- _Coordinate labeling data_
------------------------------------

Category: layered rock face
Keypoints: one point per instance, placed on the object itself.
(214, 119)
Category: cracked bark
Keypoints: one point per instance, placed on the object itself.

------------------------------------

- _Stated goal_
Present the lines of these records as a numbered list, leaving out any blank lines.

- _Result below_
1. Category: layered rock face
2. Keypoints: one point per instance, placed on the object itself.
3. (214, 119)
4. Category: cracked bark
5. Keypoints: one point per instance, placed on the object itself.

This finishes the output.